[Stored dataset items]

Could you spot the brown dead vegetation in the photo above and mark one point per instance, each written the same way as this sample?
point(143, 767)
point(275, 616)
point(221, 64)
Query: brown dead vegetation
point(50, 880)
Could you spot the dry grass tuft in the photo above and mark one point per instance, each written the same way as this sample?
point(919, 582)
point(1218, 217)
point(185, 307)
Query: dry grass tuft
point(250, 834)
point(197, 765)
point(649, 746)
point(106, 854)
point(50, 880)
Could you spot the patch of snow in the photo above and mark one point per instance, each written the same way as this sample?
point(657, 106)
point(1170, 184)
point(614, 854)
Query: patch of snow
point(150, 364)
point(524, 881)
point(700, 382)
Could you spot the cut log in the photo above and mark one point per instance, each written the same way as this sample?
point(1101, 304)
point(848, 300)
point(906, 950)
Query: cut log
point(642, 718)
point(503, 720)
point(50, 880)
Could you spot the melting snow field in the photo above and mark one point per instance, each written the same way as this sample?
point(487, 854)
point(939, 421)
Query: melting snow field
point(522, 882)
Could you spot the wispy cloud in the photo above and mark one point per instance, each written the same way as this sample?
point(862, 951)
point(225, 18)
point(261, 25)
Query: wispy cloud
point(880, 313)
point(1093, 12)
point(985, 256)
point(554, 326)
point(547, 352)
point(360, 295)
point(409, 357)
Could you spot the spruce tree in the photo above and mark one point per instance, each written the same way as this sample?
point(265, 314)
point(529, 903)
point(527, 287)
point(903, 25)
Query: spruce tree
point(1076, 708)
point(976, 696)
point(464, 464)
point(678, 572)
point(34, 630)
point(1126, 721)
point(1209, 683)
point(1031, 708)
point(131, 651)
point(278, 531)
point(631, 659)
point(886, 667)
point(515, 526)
---
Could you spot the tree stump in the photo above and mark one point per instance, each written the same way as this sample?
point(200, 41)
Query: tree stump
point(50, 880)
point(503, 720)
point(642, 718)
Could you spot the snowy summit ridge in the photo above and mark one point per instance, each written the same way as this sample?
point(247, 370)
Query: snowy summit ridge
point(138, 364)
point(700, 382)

DIRECTIONS »
Find every line in the data above that contains the word "vegetation", and copy each of those lines.

OUTPUT »
Could you spot the brown dead vegetation in the photo above and mark one point per instance, each written the same way as this sample?
Query: brown dead vegetation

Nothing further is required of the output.